TASK INPUTS:
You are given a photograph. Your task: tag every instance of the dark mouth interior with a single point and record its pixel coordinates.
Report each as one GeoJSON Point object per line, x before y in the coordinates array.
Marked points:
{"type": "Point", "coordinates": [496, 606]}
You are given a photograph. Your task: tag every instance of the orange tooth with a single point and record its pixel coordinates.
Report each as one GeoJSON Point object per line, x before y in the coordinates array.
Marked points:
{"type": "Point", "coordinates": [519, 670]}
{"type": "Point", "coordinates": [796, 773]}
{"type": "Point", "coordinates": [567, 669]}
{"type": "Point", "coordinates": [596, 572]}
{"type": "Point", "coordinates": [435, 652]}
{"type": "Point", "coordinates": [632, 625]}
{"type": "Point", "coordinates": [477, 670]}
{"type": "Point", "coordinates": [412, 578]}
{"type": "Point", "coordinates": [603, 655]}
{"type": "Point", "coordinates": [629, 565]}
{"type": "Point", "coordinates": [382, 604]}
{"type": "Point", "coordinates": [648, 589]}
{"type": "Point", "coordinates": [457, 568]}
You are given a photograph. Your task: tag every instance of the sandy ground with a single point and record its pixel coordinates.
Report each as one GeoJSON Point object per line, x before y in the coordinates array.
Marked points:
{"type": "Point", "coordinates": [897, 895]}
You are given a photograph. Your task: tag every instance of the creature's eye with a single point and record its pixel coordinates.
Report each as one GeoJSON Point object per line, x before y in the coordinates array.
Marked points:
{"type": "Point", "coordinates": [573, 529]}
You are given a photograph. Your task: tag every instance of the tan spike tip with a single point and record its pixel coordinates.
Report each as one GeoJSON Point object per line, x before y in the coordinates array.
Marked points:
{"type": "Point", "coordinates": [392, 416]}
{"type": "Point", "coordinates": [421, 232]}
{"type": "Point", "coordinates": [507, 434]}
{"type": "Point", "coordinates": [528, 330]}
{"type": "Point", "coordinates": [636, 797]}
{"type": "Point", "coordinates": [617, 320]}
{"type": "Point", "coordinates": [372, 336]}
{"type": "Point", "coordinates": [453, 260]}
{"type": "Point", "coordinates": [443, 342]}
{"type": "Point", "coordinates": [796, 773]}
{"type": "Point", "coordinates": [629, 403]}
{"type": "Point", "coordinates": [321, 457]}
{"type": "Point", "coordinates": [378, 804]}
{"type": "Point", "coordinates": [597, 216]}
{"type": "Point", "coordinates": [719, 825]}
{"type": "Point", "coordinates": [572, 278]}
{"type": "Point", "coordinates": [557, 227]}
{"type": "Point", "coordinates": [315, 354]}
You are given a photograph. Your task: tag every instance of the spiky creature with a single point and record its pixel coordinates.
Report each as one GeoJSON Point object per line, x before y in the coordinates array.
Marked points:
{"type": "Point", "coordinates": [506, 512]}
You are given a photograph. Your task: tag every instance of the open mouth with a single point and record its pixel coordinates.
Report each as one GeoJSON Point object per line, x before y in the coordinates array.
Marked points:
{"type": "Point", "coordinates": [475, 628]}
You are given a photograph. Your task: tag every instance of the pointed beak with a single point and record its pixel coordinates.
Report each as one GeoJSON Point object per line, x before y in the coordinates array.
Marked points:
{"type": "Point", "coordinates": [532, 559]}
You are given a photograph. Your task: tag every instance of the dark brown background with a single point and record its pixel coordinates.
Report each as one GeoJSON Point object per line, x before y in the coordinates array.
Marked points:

EXERCISE DETAILS: Quote the material exactly, leaving nothing out.

EXPECTED OUTPUT:
You are given a photograph. Your task: tag every instance of the dark mouth interior with a single point and record its pixel coordinates.
Report each as one GeoJSON Point object per line, x before y in the coordinates array.
Marked points:
{"type": "Point", "coordinates": [496, 606]}
You are given a photograph. Your task: tag every instance of the orange tooth with a single point and record its pixel coordinates.
Report each as one GeoJSON Point object per line, x before y in the coordinates array.
Marked points:
{"type": "Point", "coordinates": [519, 670]}
{"type": "Point", "coordinates": [796, 773]}
{"type": "Point", "coordinates": [567, 669]}
{"type": "Point", "coordinates": [596, 572]}
{"type": "Point", "coordinates": [435, 652]}
{"type": "Point", "coordinates": [632, 625]}
{"type": "Point", "coordinates": [477, 670]}
{"type": "Point", "coordinates": [412, 578]}
{"type": "Point", "coordinates": [603, 655]}
{"type": "Point", "coordinates": [629, 565]}
{"type": "Point", "coordinates": [382, 604]}
{"type": "Point", "coordinates": [648, 589]}
{"type": "Point", "coordinates": [457, 568]}
You are given a photograph. Your task: tag every instance of the sandy ground with a single point and record its pixel coordinates.
Report each as one GeoJSON Point object per line, x before y in the coordinates array.
Marked points:
{"type": "Point", "coordinates": [897, 895]}
You are given a photograph. Your task: tag every instance of the creature's eye with a single point and record its pixel coordinates.
Report each as one GeoJSON Point object per line, x before y in the coordinates array.
Marked points:
{"type": "Point", "coordinates": [573, 529]}
You are given a photograph. Your task: tag every instance of the tan spike tip with a single point and record its pixel coordinates.
Report each as one GeoJSON Point object per line, x before y in the coordinates array.
Marked points:
{"type": "Point", "coordinates": [392, 416]}
{"type": "Point", "coordinates": [421, 232]}
{"type": "Point", "coordinates": [507, 434]}
{"type": "Point", "coordinates": [528, 330]}
{"type": "Point", "coordinates": [636, 797]}
{"type": "Point", "coordinates": [617, 320]}
{"type": "Point", "coordinates": [372, 336]}
{"type": "Point", "coordinates": [453, 260]}
{"type": "Point", "coordinates": [443, 342]}
{"type": "Point", "coordinates": [796, 773]}
{"type": "Point", "coordinates": [629, 403]}
{"type": "Point", "coordinates": [321, 457]}
{"type": "Point", "coordinates": [378, 804]}
{"type": "Point", "coordinates": [597, 216]}
{"type": "Point", "coordinates": [719, 825]}
{"type": "Point", "coordinates": [572, 278]}
{"type": "Point", "coordinates": [557, 227]}
{"type": "Point", "coordinates": [315, 354]}
You are given a photograph. Your task: tag every instance of the spiky creature with a single point and record its pixel coordinates.
Report each as one GeoJSON Point object per line, x before y in the coordinates array.
Marked points:
{"type": "Point", "coordinates": [506, 512]}
You are given a photograph. Your task: tag every instance of the open mouth with a single point and record its pixel coordinates.
Report each as one GeoJSON Point object per line, x before y in the coordinates array.
Marked points:
{"type": "Point", "coordinates": [475, 628]}
You are given a photograph. Your task: tag every instance of the pointed beak with a single point and record its pixel coordinates.
Report each as one GeoJSON Point object per line, x before y in the coordinates array.
Marked points:
{"type": "Point", "coordinates": [532, 559]}
You are given a photograph. Your task: tag every instance of the dark brown background with a single point and record its pixel coordinates.
Report each as one GeoJSON Point object per line, x before y in the coordinates array.
Marked points:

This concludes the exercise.